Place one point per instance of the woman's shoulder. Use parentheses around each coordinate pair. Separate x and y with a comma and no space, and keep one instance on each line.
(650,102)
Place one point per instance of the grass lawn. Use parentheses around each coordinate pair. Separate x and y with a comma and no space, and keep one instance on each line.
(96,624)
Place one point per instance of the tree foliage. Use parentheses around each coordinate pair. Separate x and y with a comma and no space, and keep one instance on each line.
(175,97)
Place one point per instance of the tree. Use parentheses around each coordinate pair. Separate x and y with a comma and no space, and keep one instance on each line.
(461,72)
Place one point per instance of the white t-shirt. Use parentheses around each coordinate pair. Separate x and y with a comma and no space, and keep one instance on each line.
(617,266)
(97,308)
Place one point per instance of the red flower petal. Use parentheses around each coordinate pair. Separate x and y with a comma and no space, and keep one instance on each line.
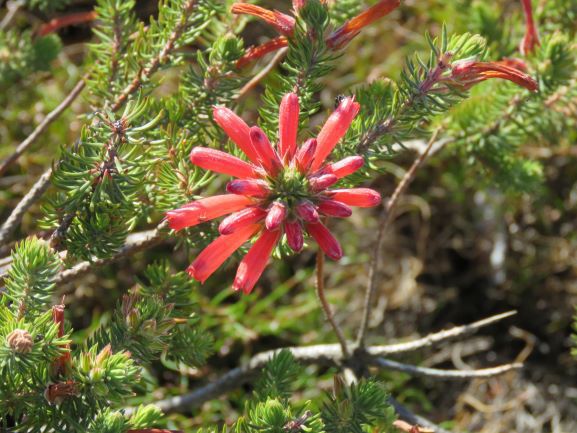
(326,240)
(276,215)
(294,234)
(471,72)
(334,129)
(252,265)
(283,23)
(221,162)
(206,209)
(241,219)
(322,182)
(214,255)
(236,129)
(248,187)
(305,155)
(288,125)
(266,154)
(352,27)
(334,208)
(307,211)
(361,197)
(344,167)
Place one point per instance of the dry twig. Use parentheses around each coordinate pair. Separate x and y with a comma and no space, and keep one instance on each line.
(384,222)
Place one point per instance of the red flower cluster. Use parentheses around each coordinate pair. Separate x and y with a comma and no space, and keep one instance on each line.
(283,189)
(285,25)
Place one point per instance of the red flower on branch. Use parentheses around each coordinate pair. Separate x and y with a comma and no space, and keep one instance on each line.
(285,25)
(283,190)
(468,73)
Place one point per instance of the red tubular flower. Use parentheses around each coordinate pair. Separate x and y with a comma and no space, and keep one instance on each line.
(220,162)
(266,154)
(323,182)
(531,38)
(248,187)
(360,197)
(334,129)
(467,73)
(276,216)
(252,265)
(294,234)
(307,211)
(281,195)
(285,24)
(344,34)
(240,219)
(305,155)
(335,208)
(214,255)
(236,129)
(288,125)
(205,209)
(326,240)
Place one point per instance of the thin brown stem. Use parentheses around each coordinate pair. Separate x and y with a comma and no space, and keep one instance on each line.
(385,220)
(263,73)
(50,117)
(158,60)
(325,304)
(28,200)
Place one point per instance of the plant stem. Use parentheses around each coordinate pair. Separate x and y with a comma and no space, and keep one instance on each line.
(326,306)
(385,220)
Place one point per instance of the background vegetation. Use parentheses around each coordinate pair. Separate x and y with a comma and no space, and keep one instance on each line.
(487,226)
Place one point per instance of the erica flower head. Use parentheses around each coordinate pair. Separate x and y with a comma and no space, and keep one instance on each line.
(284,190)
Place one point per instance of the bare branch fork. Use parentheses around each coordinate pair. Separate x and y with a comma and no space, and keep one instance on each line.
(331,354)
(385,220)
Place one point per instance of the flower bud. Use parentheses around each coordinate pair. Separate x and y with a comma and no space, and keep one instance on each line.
------------
• About this exercise
Copy everything in the listing above exactly except the pictures.

• Output
Place one point per instance of the woman's shoulder. Use parentheses around each coordinate pair. Separate x and y with a comma and no space, and keep one instance on each line.
(650,102)
Place one point per instance of the grass lawn. Use parentheses around each coordinate pair. Separate x and y with a comma and no space, and keep one instance on each line.
(96,624)
Place one point per instance of the tree foliage. Use parentheses around each coordinate pair. Separate x and y with a comma and no space, and keep one instance on each line.
(175,97)
Place one point per instance of the tree. Use parentheses around each coordinate pair. Separate x and y with a comma and no space, and keep one instance on each line.
(461,72)
Place one point per instance of the white t-shirt. Use parentheses around each coordinate pair. Separate x and y with a comma and no space, and keep one instance on each line.
(617,266)
(97,308)
Place one point per instance of the red flower petal. Use parentheses around each coordinate pair. Separate x and y with a comma and no space, and keep one instance on each line.
(326,240)
(276,215)
(294,234)
(471,72)
(334,129)
(252,265)
(283,23)
(221,162)
(206,209)
(241,219)
(322,182)
(214,255)
(236,129)
(248,187)
(305,155)
(288,125)
(266,154)
(352,27)
(334,208)
(307,211)
(361,197)
(344,167)
Place one point per instance of the dry twig. Use parentheses around each coordinate pair. Separate x and y with a comma and no space, and keep one instance on each line.
(384,222)
Place one point per instance of the red flower cluster. Use parentheses around each coordinate pair. Separate x and y with a comma and no space, and keep one instance on each line.
(283,189)
(285,25)
Place one point per instance of the red flower on branch. Use parentheses around each coordinate pair. Separate x and y with a comma and no space, and keep one instance on each line.
(285,25)
(283,190)
(468,73)
Place one point per instance of the red tubular flower. Use parentheses around each coordinate pair. Separate x and y with a comma and no space, and keep one instance on each line.
(220,162)
(266,154)
(323,182)
(531,38)
(248,187)
(360,197)
(334,129)
(467,73)
(276,216)
(252,265)
(294,234)
(307,211)
(281,195)
(285,24)
(344,34)
(240,219)
(305,155)
(335,208)
(214,255)
(236,129)
(288,125)
(205,209)
(326,240)
Place one point per instance of the thin brown stem. Use parentheses around each coordinate pair. Separate x and y with a comma and no space, and keep one instance on each line.
(385,220)
(263,73)
(50,117)
(158,60)
(325,304)
(28,200)
Place one point per instance of the plant stem. Use parentheses around each coordinate pair. Separate x and y with a comma and no space, and keep one instance on each line.
(326,306)
(385,220)
Place one point per instance of the background vegetation. Use parentheses around each coordinate pair. Separate x and y with a comma and no space, and keep one instance on each line.
(487,226)
Place one point per instance of the erica flower head. Use parentheses around each coordinate pair. Separate x and y with a comma and no space, and keep one instance on each line.
(284,190)
Place one point per instance of the bare branch fork. Use parentheses around each coordinate pair. Separate x and y with a comma and no space, and keep one instance on each line.
(331,354)
(385,220)
Place one point per instance of the flower bud. Use parentheses around each coordinate pair. Separate x and y with a comma and no space, and keep one instance on each line.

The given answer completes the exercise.